**Short exercise**
Read the forum post about accidentally changing a function's input, then say whether each statement agrees with it: (a) The writer says Python offers constant references. (b) The post gives copying the parameter before changing it as the fix. (c) In the example, the dictionary uses field types as its keys. For each, answer yes or no and quote the words of the post that decide it.

15

A few times I accidentally modified the input to a function. Since Python has no constant references, I'm wondering what coding techniques might help me avoid making this mistake too often?

Example:

class Table:
  def __init__(self, fields, raw_data):
    # fields is a dictionary with field names as keys, and their types as value 
    # sometimes, we want to delete some of the elements 
    for field_name, data_type in fields.items():
      if some_condition(field_name, raw_data):
        del fields[field_name]
    # ...


# in another module

# fields is already initialized here to some dictionary
table1 = Table(fields, raw_data1) # fields is corrupted by Table's __init__
table2 = Table(fields, raw_data2)

Of course the fix is to make a copy of the parameter before I change it:

  def __init__(self, fields, raw_data):
    fields = copy.copy(fields)
    # but copy.copy is safer and more generally applicable than .copy 
    # ...

But it's so easy to forget.

**Listing**
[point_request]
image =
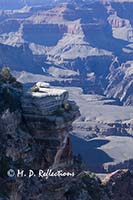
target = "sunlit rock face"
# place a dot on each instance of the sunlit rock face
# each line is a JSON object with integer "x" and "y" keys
{"x": 48, "y": 115}
{"x": 120, "y": 83}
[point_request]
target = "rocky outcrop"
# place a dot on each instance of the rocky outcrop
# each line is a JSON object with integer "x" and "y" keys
{"x": 120, "y": 83}
{"x": 119, "y": 185}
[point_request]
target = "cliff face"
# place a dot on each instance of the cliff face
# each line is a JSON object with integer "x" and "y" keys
{"x": 34, "y": 134}
{"x": 120, "y": 83}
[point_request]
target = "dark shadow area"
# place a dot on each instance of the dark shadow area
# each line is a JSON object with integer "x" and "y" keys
{"x": 92, "y": 157}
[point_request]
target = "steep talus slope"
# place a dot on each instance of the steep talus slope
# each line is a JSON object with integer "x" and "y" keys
{"x": 121, "y": 83}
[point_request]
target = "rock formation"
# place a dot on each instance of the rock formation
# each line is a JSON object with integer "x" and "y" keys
{"x": 120, "y": 83}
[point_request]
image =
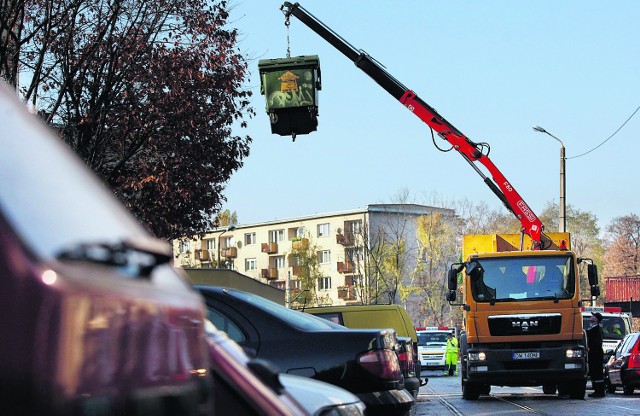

**Answer**
(a) No: "Since Python has no constant references"
(b) Yes: "Of course the fix is to make a copy of the parameter before I change it"
(c) No: "fields is a dictionary with field names as keys, and their types as value"